-- TASK STATEMENT --
Copy out the items word for word, from the line containing "Outline every instance of the truck shadow." through the end of the items, including both ends.

(Labeled shape items)
****************************************

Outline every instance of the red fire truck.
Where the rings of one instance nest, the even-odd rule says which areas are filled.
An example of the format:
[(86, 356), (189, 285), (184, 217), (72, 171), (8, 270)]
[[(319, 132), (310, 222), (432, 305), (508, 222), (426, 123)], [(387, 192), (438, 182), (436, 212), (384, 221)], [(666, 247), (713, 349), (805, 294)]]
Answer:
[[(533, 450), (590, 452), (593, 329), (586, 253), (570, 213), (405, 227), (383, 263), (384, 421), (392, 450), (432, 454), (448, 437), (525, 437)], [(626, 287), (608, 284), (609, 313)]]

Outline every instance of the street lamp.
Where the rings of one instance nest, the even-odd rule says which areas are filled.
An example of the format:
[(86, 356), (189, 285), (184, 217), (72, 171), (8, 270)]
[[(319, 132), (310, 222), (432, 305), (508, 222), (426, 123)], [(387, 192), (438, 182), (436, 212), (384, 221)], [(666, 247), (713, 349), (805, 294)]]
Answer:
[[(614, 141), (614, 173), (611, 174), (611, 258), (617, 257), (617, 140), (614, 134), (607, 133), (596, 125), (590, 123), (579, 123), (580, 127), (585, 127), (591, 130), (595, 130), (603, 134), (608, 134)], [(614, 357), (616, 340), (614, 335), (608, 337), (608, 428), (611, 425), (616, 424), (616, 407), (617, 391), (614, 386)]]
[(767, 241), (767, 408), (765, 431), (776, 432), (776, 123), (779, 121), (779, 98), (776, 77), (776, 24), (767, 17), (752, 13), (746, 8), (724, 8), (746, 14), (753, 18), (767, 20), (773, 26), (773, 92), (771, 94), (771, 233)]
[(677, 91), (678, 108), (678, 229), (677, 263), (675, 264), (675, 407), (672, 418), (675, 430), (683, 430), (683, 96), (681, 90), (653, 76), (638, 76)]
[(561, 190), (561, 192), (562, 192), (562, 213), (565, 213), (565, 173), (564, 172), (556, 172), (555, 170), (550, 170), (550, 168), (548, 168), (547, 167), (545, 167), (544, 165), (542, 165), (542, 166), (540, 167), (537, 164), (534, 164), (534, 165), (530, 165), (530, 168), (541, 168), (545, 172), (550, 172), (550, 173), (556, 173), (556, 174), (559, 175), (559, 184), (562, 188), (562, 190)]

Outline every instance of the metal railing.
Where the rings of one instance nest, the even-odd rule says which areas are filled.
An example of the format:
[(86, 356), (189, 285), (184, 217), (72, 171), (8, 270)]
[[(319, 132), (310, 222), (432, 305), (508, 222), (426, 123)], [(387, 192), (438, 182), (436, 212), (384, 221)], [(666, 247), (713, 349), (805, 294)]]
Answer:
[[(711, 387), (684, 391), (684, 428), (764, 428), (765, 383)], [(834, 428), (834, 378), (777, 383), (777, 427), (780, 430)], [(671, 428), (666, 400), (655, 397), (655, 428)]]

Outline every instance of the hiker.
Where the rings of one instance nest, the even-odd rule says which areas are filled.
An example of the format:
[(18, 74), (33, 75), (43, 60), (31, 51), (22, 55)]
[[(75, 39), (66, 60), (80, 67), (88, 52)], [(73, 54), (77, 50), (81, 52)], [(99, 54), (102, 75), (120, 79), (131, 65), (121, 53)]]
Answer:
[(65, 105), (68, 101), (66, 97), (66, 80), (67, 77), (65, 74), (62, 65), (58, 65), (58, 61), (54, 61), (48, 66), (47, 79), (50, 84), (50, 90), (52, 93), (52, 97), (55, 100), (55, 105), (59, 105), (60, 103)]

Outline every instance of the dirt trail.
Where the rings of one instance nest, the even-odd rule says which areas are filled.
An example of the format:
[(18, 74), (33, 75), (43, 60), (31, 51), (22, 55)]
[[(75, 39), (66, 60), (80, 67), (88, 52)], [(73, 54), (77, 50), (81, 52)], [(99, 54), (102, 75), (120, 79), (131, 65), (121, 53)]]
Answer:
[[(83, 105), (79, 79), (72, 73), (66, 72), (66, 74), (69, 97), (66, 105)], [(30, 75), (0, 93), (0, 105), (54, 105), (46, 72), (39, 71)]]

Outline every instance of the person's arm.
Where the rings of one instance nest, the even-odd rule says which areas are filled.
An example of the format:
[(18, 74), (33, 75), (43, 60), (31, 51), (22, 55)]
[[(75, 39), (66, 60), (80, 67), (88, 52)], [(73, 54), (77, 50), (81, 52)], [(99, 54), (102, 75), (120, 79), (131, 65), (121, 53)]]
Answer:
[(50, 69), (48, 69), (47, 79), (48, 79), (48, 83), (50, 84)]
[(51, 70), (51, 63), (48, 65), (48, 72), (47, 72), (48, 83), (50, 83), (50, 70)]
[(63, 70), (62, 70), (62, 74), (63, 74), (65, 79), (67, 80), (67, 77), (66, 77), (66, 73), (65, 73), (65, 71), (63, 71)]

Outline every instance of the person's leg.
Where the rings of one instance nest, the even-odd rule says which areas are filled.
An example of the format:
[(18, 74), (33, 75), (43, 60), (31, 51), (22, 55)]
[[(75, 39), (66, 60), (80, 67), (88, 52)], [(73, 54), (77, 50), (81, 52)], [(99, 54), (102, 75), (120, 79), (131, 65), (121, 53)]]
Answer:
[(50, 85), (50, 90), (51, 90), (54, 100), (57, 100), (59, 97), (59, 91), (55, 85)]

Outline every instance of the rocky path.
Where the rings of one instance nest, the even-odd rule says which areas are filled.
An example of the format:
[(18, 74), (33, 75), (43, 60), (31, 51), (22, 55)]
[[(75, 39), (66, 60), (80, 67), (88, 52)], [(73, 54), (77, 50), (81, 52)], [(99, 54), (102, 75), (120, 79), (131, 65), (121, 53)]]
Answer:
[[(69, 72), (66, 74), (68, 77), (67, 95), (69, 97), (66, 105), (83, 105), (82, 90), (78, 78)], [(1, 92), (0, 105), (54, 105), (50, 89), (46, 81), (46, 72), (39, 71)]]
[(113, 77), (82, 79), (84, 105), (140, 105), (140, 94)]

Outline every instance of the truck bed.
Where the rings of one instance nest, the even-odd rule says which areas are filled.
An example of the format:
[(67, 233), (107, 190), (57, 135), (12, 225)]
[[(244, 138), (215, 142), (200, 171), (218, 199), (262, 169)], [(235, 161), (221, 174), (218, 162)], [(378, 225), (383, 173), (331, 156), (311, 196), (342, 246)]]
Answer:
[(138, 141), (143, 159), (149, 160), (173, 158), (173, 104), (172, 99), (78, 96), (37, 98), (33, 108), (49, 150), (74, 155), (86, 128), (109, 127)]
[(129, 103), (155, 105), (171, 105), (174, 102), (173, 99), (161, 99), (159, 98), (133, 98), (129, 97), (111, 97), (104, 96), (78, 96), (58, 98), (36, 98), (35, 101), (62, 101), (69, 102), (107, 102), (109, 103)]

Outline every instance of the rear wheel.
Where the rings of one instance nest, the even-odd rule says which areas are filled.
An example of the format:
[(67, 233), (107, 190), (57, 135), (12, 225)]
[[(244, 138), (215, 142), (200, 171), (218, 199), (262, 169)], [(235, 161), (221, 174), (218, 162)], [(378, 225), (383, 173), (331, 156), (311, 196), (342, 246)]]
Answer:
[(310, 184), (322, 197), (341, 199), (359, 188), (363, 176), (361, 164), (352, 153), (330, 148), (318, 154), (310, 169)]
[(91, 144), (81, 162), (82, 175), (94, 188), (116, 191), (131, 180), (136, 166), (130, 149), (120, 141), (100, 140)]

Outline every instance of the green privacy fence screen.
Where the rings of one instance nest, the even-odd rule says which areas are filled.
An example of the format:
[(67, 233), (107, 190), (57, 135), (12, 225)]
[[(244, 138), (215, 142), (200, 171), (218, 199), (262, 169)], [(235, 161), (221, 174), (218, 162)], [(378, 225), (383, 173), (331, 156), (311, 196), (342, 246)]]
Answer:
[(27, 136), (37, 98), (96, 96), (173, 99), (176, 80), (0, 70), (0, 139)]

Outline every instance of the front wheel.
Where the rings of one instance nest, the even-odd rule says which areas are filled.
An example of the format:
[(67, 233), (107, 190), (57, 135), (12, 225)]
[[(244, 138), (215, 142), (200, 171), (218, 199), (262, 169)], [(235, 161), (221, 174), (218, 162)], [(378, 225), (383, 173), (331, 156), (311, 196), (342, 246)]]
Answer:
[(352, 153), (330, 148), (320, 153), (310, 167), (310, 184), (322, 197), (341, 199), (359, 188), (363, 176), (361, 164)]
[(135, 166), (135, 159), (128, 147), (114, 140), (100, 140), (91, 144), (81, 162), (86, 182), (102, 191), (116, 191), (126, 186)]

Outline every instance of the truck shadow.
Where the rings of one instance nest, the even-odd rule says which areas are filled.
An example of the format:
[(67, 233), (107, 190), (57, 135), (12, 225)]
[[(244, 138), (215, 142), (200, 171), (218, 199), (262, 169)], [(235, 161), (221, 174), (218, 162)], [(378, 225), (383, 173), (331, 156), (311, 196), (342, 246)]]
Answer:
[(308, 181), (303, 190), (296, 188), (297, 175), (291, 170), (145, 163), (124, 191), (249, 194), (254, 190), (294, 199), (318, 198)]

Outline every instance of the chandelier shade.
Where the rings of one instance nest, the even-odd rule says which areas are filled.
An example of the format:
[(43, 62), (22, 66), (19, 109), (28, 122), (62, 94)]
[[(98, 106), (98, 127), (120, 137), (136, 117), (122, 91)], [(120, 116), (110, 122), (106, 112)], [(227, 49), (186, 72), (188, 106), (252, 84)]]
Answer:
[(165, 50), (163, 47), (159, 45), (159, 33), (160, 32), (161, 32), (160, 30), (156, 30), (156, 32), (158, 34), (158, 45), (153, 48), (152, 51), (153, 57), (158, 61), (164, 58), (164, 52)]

****************************************

-- WRITTEN ANSWER --
Outline every instance of the truck shadow.
Where the rings of one instance nest, the even-odd rule says which areas are filled.
An example of the format:
[(67, 233), (107, 190), (57, 135), (12, 225)]
[[(244, 138), (215, 142), (200, 171), (218, 199), (262, 169)], [(235, 161), (221, 174), (218, 162)], [(378, 225), (383, 173), (331, 156), (311, 196), (342, 246)]]
Answer:
[(308, 181), (303, 190), (296, 188), (297, 175), (291, 170), (145, 163), (124, 191), (249, 194), (254, 190), (294, 199), (318, 198)]

Outline every instance of the chandelier shade.
Where the rings of one instance nest, the even-odd rule says which areas are filled.
An example of the format:
[(43, 62), (22, 66), (19, 109), (28, 122), (62, 94)]
[[(98, 106), (98, 127), (120, 137), (136, 117), (122, 91)], [(120, 116), (110, 122), (106, 112)], [(227, 49), (186, 72), (188, 106), (252, 84)]]
Answer:
[(165, 50), (163, 47), (159, 45), (159, 33), (160, 32), (161, 32), (160, 30), (156, 30), (156, 32), (158, 34), (158, 45), (153, 48), (152, 51), (153, 57), (158, 61), (164, 58), (164, 52)]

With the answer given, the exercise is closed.